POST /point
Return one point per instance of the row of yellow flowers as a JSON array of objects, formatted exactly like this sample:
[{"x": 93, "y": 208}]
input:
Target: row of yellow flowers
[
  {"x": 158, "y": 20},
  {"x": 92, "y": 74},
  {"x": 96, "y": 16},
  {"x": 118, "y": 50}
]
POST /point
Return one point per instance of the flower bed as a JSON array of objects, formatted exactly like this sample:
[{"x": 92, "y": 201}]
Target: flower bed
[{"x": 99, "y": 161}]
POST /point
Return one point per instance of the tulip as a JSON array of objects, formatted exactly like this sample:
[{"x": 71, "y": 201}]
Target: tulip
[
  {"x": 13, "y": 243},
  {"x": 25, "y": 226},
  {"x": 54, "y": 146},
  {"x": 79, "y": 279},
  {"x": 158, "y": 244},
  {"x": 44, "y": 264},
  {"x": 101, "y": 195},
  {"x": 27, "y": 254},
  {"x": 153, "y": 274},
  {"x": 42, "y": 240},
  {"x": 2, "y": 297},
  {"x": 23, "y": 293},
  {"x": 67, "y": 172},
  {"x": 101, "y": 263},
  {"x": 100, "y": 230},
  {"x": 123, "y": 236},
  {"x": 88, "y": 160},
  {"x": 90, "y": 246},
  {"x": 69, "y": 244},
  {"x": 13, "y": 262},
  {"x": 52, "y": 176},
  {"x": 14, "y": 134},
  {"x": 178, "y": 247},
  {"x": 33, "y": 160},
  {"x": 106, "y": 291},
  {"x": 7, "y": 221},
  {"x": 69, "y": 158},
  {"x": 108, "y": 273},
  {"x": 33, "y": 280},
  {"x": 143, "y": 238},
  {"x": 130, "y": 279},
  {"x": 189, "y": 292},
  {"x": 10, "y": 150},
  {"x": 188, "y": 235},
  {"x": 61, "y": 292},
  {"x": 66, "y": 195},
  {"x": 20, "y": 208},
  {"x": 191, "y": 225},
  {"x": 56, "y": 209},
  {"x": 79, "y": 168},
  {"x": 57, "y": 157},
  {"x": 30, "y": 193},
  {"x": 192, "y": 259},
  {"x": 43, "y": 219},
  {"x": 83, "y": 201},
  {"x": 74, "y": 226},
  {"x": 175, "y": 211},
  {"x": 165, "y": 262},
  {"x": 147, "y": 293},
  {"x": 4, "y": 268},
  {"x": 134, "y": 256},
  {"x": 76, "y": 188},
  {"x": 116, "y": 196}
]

-*-

Problem description: Repeat the whole listing above without any change.

Result of the task:
POST /point
Return one point per instance of the row of yellow flowers as a JSON array of objects, formatted exactly like this sample:
[{"x": 93, "y": 208}]
input:
Target: row of yellow flowers
[
  {"x": 158, "y": 20},
  {"x": 92, "y": 74},
  {"x": 96, "y": 16},
  {"x": 118, "y": 50}
]
POST /point
Return one point per instance of the flower bed as a JSON array of objects, formatted exactly like this sample:
[{"x": 92, "y": 201}]
Target: flower bed
[{"x": 99, "y": 161}]
POST /point
Return one point per instance of the tulip as a JSON array of objects, formatted exactly like this sample:
[{"x": 71, "y": 201}]
Target: tulip
[
  {"x": 13, "y": 243},
  {"x": 25, "y": 226},
  {"x": 54, "y": 146},
  {"x": 79, "y": 279},
  {"x": 158, "y": 244},
  {"x": 44, "y": 264},
  {"x": 101, "y": 195},
  {"x": 27, "y": 254},
  {"x": 153, "y": 274},
  {"x": 42, "y": 240},
  {"x": 2, "y": 297},
  {"x": 23, "y": 293},
  {"x": 67, "y": 172},
  {"x": 101, "y": 263},
  {"x": 100, "y": 230},
  {"x": 123, "y": 236},
  {"x": 88, "y": 160},
  {"x": 90, "y": 246},
  {"x": 69, "y": 244},
  {"x": 13, "y": 262},
  {"x": 52, "y": 176},
  {"x": 14, "y": 134},
  {"x": 178, "y": 247},
  {"x": 33, "y": 160},
  {"x": 106, "y": 291},
  {"x": 7, "y": 221},
  {"x": 69, "y": 158},
  {"x": 108, "y": 273},
  {"x": 33, "y": 280},
  {"x": 143, "y": 238},
  {"x": 130, "y": 279},
  {"x": 189, "y": 292},
  {"x": 10, "y": 150},
  {"x": 188, "y": 235},
  {"x": 61, "y": 292},
  {"x": 66, "y": 195},
  {"x": 20, "y": 208},
  {"x": 191, "y": 225},
  {"x": 56, "y": 209},
  {"x": 79, "y": 168},
  {"x": 57, "y": 157},
  {"x": 30, "y": 193},
  {"x": 192, "y": 259},
  {"x": 43, "y": 219},
  {"x": 83, "y": 201},
  {"x": 74, "y": 226},
  {"x": 175, "y": 211},
  {"x": 165, "y": 262},
  {"x": 147, "y": 293},
  {"x": 4, "y": 268},
  {"x": 134, "y": 256},
  {"x": 76, "y": 188},
  {"x": 116, "y": 196}
]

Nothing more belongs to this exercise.